__Objective__
Reproduce the records below word for word, from the line containing "bird's tail -> outlines, every instance" through the line containing "469 381 L 504", including both of those lines.

******

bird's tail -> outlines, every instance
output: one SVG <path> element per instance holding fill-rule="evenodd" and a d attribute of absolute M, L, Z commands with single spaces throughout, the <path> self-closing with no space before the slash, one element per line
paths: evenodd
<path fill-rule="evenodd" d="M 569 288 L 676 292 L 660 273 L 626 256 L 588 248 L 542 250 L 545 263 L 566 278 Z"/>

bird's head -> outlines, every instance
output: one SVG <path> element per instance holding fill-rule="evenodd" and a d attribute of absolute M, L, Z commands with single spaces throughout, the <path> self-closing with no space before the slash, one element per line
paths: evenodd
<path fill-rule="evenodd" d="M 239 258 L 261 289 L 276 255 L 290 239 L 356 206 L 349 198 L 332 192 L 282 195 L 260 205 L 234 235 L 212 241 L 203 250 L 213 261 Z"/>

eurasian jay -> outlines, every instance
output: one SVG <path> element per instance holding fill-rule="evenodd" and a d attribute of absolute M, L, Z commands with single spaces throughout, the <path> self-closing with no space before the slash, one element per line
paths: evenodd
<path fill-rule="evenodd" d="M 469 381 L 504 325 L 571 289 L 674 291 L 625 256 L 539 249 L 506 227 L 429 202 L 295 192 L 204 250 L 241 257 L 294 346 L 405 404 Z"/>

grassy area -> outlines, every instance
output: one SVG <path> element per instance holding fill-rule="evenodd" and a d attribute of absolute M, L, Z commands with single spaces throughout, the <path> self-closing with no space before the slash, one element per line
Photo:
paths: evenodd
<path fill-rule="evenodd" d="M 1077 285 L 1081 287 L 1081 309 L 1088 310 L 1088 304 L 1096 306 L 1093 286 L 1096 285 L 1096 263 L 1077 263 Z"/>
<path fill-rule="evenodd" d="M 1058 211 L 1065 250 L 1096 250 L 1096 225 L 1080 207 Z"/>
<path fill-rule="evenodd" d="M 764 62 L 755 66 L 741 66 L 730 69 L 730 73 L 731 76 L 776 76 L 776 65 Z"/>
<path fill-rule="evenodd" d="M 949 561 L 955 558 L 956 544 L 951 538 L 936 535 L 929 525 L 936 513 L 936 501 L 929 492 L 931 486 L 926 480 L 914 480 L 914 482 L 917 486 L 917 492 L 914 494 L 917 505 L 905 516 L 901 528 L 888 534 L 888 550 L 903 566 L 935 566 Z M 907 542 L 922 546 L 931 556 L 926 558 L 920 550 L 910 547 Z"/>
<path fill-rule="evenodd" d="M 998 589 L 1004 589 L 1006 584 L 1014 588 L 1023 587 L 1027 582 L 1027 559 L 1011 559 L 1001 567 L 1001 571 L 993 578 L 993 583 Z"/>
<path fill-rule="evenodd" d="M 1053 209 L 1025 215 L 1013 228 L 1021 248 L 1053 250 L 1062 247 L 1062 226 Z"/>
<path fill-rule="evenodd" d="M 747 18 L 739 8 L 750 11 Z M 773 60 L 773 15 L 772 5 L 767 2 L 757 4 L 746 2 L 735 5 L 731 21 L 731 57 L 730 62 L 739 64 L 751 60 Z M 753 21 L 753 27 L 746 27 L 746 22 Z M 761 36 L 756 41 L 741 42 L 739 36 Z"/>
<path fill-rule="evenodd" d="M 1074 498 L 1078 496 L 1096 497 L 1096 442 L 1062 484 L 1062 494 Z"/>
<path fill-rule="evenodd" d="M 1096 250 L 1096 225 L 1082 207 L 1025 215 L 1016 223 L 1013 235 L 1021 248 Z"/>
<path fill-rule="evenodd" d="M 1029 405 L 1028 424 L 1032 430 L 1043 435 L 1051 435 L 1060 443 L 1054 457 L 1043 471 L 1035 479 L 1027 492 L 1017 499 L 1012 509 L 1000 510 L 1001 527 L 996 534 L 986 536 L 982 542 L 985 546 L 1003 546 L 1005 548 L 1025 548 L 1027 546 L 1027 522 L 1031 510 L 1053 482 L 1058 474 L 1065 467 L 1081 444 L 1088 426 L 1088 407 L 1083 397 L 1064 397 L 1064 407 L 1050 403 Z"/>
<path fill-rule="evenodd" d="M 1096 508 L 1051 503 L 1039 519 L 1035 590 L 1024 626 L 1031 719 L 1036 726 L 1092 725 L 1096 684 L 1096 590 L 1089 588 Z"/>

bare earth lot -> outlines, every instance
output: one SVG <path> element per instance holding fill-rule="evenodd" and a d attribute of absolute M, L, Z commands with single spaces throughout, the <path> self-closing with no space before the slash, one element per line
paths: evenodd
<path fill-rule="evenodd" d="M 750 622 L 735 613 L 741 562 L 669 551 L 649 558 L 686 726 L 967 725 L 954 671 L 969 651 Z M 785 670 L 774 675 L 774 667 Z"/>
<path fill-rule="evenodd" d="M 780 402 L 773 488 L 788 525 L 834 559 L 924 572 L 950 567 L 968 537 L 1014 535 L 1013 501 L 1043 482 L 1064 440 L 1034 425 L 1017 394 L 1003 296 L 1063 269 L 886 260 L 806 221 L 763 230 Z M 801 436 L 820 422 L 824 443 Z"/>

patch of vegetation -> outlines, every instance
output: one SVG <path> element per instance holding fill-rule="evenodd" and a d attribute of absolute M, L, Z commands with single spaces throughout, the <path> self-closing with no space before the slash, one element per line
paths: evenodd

******

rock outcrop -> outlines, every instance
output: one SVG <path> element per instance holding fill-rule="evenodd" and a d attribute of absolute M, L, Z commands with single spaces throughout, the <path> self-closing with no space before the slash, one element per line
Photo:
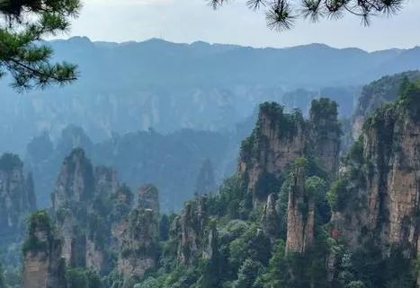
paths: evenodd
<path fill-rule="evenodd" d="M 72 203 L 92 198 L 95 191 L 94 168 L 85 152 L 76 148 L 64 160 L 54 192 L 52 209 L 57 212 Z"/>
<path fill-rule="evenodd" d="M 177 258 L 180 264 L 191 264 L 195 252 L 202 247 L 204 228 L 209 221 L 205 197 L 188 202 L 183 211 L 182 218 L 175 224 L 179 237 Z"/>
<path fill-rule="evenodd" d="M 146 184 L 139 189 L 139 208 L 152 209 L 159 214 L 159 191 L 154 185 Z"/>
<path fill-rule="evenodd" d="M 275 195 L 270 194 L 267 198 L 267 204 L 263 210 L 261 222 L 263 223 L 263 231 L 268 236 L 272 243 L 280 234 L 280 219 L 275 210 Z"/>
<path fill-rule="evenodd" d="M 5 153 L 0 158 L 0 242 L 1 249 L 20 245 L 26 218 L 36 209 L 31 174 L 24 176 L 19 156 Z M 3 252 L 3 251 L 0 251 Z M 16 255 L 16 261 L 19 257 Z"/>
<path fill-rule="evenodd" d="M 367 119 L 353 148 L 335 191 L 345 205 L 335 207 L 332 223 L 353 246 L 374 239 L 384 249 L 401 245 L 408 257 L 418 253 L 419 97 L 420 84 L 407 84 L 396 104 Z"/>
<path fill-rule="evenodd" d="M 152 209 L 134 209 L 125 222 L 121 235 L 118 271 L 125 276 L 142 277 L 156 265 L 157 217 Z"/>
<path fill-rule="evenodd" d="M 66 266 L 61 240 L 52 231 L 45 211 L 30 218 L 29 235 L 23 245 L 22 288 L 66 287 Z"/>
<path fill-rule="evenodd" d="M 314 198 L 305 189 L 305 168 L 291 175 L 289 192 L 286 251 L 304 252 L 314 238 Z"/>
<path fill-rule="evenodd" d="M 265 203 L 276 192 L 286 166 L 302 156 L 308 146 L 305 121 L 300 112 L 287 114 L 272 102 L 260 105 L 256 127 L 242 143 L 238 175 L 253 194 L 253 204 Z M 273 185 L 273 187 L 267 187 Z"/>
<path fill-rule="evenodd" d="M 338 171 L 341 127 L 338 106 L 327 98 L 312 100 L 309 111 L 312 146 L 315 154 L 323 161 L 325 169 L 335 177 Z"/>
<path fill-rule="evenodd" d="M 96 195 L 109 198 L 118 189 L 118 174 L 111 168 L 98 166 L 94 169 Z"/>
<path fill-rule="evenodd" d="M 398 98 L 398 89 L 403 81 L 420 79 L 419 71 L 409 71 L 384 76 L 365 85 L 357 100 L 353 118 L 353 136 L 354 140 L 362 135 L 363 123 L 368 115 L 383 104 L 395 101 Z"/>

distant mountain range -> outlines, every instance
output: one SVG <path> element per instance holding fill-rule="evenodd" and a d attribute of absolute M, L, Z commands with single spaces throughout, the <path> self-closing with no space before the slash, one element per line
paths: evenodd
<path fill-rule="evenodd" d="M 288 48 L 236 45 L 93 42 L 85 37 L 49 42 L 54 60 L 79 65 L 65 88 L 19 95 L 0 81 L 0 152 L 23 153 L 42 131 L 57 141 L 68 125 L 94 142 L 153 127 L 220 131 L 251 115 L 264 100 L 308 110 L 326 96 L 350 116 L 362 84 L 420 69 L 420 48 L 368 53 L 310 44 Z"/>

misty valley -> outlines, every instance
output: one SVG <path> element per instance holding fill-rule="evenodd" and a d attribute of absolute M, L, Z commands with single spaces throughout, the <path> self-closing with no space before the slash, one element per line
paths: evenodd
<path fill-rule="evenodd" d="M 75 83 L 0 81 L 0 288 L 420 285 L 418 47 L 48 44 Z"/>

******

__Final result__
bird's tail -> outlines, every instance
output: one SVG <path> element per instance holding fill-rule="evenodd" and a d attribute of absolute M, L, Z commands with single spaces throughout, the <path> self-closing with no space before the slash, one element per line
paths: evenodd
<path fill-rule="evenodd" d="M 569 288 L 676 292 L 660 273 L 626 256 L 588 248 L 542 250 L 545 263 L 566 278 Z"/>

bird's head -> outlines, every instance
output: one SVG <path> element per instance holding fill-rule="evenodd" and a d attribute of absolute M, L, Z commands with single spaces throughout, the <path> self-closing with no space before the slash, one element per line
paths: evenodd
<path fill-rule="evenodd" d="M 239 258 L 261 289 L 276 255 L 290 239 L 356 206 L 349 198 L 332 192 L 282 195 L 260 205 L 234 235 L 212 241 L 203 250 L 213 261 Z"/>

eurasian jay -> outlines, every instance
output: one SVG <path> element per instance holding fill-rule="evenodd" and a d attribute of absolute M, L, Z commands with single spaces throughout, the <path> self-closing with no space before the slash, one element per line
paths: evenodd
<path fill-rule="evenodd" d="M 469 381 L 504 325 L 571 289 L 674 291 L 625 256 L 539 249 L 506 227 L 429 202 L 295 192 L 204 250 L 241 257 L 294 346 L 405 404 Z"/>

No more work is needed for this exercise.